**Task statement**
Your task is to give the data again, exactly, with every line intact.

**Given entries**
■ ■ ■ ■ ■

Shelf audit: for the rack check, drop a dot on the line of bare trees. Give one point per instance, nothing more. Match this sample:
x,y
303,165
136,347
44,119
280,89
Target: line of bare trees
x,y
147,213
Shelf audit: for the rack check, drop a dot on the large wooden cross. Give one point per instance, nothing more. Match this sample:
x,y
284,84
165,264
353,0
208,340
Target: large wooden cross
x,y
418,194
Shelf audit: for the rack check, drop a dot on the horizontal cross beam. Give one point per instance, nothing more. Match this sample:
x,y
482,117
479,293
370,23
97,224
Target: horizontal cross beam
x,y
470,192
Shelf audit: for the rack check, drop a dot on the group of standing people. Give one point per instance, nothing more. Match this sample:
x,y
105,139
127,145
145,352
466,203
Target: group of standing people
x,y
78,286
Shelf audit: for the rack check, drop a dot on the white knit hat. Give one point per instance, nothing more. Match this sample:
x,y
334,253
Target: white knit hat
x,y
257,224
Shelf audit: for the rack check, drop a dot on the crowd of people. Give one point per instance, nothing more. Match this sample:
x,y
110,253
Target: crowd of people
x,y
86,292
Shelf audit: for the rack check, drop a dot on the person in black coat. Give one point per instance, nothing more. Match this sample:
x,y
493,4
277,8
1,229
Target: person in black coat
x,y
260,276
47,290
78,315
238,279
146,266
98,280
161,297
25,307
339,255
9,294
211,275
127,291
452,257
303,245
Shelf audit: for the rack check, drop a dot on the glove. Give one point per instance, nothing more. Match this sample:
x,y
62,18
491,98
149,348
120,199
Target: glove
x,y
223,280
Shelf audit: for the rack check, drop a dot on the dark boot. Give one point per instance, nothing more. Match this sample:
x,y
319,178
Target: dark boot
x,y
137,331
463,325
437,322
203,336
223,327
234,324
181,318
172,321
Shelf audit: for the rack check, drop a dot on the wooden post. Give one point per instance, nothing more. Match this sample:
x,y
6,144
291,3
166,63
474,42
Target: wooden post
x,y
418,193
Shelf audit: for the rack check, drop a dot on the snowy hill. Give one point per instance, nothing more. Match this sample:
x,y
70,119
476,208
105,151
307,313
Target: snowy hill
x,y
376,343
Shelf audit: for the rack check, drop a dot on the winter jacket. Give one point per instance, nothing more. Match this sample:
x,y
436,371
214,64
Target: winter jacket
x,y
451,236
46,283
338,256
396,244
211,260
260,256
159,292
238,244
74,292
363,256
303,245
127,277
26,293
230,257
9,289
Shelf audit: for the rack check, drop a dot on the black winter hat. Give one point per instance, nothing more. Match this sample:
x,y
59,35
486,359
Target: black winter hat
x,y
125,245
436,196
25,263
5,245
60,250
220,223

■ ■ ■ ■ ■

**Solution to the exercise**
Shelf audit: for the rack check, drop a dot on the line of bare trees. Give one point per instance, nothing more. Match this sample:
x,y
303,165
136,347
44,119
280,89
Target: line of bare trees
x,y
147,213
Shelf audit: for the rack check, drop a dot on the large wooden cross. Give one point per instance, nothing more. Match this sample:
x,y
284,84
165,264
353,0
208,340
Target: large wooden cross
x,y
418,194
Shelf audit: for the rack check, drop a dot on the horizontal cross beam. Give one point per instance, nothing more. Match this sample:
x,y
482,117
479,293
370,23
97,224
Target: horizontal cross beam
x,y
470,192
Shelf audit: for the rack check, drop a dot on the group of standing people. Give one point per instance, nothing more. Match this sample:
x,y
105,139
127,145
145,352
466,203
Target: group of standing people
x,y
78,286
Shelf audit: for the rack check, drop a dot on the white knit hat. Give one point per instance, nothing more. Match this sample:
x,y
334,253
Target: white knit hat
x,y
257,224
Shelf audit: for the rack check, drop a dot on the crowd of people. Give one point per instance, nothing more. Match this sample:
x,y
110,253
Target: crowd of people
x,y
86,292
Shelf audit: for the rack check, drop a dot on the person in black coat. Give one point per instance, nothing more. Match this sample:
x,y
493,4
277,8
1,229
Target: person in black coat
x,y
260,276
47,290
78,315
238,279
146,266
98,280
161,297
25,307
339,255
9,294
211,275
127,291
452,257
303,245
Shelf audit: for the rack check, drop a dot on the glove. Give one point per instance, nothing more. Match this sample:
x,y
62,18
491,98
149,348
120,199
Target: glove
x,y
223,280
Shelf audit: for the rack check, drop a dot on the dark boot. Give one point per instance, nothing more. Match this sample:
x,y
319,178
Target: dark boot
x,y
137,331
463,325
437,322
203,336
223,327
234,324
181,318
172,321
Shelf audit: for the rack check, drop a dot on the wooden post. Give one point per instance, nothing more. Match this sample:
x,y
6,144
291,3
166,63
474,42
Target: wooden post
x,y
418,193
Shelf audit: for the rack check, drop a dot on the snowy hill. Give one point per instance, nothing more. Match this sample:
x,y
70,119
476,208
105,151
307,313
Target: snowy hill
x,y
376,343
Shelf audit: for the rack check, drop a dot on the winter jacket. Give one point per instance, nothing more. Match this sample:
x,y
436,371
214,64
Target: winter jacket
x,y
451,236
46,283
338,256
396,244
211,260
260,256
159,292
238,244
74,292
363,256
303,245
127,277
26,293
230,257
9,289
Shelf audit: for the rack check, drop a dot on the black winter hat. Give one point per instance, nothing more. Match this sample:
x,y
59,35
486,359
Target: black winter hat
x,y
125,245
436,196
25,263
5,245
60,250
220,223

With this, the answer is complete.